▸ **INSTRUCTIONS FOR THE TASK**
All entries should be printed precisely as written.

▸ **DATASET RECORDS**
########
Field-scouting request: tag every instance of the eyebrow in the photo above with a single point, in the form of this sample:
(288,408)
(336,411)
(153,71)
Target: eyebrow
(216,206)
########
▸ **FINAL ANSWER**
Field-scouting request: tag every instance of the eyebrow in the photo above with a single point, in the form of this sample:
(288,408)
(336,411)
(153,71)
Target: eyebrow
(216,206)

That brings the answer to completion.